### TRY IT
Write the records out again, exactly.

-- STORED DATA follows --

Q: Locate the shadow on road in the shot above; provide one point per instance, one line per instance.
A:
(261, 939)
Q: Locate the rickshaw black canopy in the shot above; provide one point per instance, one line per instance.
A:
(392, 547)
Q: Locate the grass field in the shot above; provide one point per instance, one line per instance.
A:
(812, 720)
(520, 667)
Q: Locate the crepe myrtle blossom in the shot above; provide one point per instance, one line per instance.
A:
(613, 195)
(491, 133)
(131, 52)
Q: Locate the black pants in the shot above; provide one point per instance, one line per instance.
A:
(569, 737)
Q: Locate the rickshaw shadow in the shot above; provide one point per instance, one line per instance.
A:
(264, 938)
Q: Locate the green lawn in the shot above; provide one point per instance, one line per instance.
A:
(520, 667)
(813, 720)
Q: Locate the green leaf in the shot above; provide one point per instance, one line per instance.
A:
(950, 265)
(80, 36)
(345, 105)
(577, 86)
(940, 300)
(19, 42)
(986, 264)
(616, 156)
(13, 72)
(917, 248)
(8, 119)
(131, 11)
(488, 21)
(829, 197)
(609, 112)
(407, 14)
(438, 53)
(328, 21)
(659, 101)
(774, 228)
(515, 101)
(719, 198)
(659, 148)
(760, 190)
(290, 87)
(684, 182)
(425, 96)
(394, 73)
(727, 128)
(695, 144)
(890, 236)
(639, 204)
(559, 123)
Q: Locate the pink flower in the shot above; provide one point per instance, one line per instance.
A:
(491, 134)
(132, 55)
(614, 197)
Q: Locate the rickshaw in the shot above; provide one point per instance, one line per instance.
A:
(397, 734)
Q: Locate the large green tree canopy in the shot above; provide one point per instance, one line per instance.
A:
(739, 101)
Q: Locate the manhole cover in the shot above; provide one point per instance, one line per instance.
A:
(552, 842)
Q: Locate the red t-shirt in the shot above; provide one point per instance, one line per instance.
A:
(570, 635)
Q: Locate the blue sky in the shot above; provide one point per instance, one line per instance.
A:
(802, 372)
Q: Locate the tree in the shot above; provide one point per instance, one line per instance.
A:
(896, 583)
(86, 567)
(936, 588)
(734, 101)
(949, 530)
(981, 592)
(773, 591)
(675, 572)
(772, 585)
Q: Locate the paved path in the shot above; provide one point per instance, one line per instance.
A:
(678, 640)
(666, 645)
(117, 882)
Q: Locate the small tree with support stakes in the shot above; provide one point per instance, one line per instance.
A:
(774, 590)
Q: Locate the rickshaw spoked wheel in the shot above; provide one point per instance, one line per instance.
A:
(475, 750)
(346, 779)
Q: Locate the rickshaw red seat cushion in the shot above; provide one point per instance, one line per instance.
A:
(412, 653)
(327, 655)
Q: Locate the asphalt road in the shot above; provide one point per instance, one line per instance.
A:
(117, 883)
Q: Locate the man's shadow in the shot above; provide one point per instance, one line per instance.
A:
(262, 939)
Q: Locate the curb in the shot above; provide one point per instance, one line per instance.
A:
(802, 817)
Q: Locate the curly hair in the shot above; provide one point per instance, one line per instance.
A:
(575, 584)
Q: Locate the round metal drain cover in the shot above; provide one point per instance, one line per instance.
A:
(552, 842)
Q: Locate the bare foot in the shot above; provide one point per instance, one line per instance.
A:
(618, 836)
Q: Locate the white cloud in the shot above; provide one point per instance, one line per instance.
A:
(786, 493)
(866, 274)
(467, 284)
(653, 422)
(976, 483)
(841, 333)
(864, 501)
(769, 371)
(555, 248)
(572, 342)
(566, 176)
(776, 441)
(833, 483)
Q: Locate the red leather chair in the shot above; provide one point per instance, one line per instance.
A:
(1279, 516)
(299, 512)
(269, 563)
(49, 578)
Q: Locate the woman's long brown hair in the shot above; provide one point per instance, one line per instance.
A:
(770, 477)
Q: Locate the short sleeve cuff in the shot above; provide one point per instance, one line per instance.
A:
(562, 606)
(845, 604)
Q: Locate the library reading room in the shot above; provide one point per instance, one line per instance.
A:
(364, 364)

-- STORED DATA concluded --

### ANSWER BOX
Q: Locate the shadow on road in the shot above; provide one point per instance, one line per instance.
A:
(261, 939)
Q: Locate the rickshaw black canopy in the shot above; provide one point per instance, one line per instance.
A:
(392, 547)
Q: Locate the grass field in the shot above; provide one point per instance, one line per instance.
A:
(812, 720)
(520, 667)
Q: Locate the crepe myrtle blossom in the shot above; provide one point per instance, one line per instance.
A:
(613, 195)
(491, 133)
(131, 52)
Q: Locate the black pants in the shot above; provide one point per instance, one line per instance.
A:
(569, 737)
Q: Locate the rickshaw shadow in the shot above; provide one point per instance, one line per instance.
A:
(264, 938)
Q: Locate the green lawn in the shot above; provide one point per instance, one line per instance.
A:
(520, 667)
(813, 720)
Q: Locate the green leaf in the shot above; provide one point per instance, one line per instance.
A:
(950, 265)
(80, 36)
(345, 105)
(577, 86)
(940, 300)
(19, 42)
(986, 264)
(616, 156)
(13, 72)
(917, 248)
(8, 119)
(131, 11)
(488, 21)
(829, 197)
(609, 112)
(407, 14)
(438, 53)
(328, 21)
(659, 101)
(774, 228)
(515, 101)
(719, 198)
(659, 148)
(760, 190)
(290, 87)
(684, 182)
(425, 96)
(394, 73)
(727, 128)
(695, 144)
(890, 236)
(639, 204)
(559, 123)
Q: Locate the pink flower in the shot above; provide one point per instance, one line per instance.
A:
(491, 134)
(132, 55)
(614, 197)
Q: Locate the rickshaw in the shot above; provide one point per instance, one line per instance.
A:
(397, 734)
Q: Locate the large green tree canopy in the shot above; provide one point per instance, one line per instance.
A:
(739, 101)
Q: Locate the manhole cover in the shot above; provide one point per instance, one line per instance.
A:
(552, 842)
Q: Locate the red t-shirt in the shot above; provide one point per instance, one line per instance.
A:
(570, 635)
Q: Locate the blue sky in the shot above; provide one point per instance, one line per instance.
A:
(802, 372)
Q: Locate the tree in the shot above; provide one point per instance, one line per instance.
A:
(896, 583)
(86, 567)
(936, 588)
(734, 101)
(949, 530)
(981, 592)
(773, 591)
(675, 572)
(772, 585)
Q: Locate the paved path in the shot above; provide one point per instance, one line per instance.
A:
(678, 640)
(666, 645)
(117, 882)
Q: Locate the small tree with support stakes in the shot above; provide one point per instance, one line per instance.
A:
(774, 590)
Q: Locate the rickshaw spoked wheel in the shot above; provide one point per instance, one line per instance.
A:
(475, 750)
(346, 779)
Q: Locate the rickshaw red seat cushion in the shot above; provide one point per instance, one line per instance.
A:
(412, 653)
(327, 655)
Q: Locate the asphalt road in the shot above; provide one point per instance, one line per instance.
A:
(117, 883)
Q: Locate the man's shadow in the shot above; provide one point per instance, one line per instance.
A:
(262, 939)
Q: Locate the curb in the shot above; provide one point per instance, one line per instance.
A:
(802, 817)
Q: Locate the curly hair in the shot above; provide one point per instance, one line per instance.
A:
(575, 584)
Q: Locate the round metal drain cover in the shot above; provide one point per instance, one line per instance.
A:
(552, 842)
Q: Locate the bare foot in the shot above; provide one point per instance, one line per instance.
A:
(618, 836)
Q: Locate the white cloud in the shot above; provide one point per instance, one line per instance.
A:
(786, 493)
(866, 274)
(467, 284)
(653, 422)
(976, 483)
(841, 333)
(864, 501)
(769, 371)
(555, 248)
(572, 342)
(566, 176)
(776, 441)
(833, 483)
Q: Locate the red leather chair in the shot above; provide one point per instance, one line per instance.
A:
(1279, 516)
(299, 512)
(269, 563)
(49, 578)
Q: Locate the woman's long brown hair in the shot above; provide one point per instance, one line per instance.
A:
(770, 477)
Q: Locate the short sleeve cuff in the shot above; provide one point per instance, one line per instance.
A:
(562, 606)
(845, 604)
Q: Locate the library reading room in the shot above; provide one point per instance, one line per instance.
A:
(364, 364)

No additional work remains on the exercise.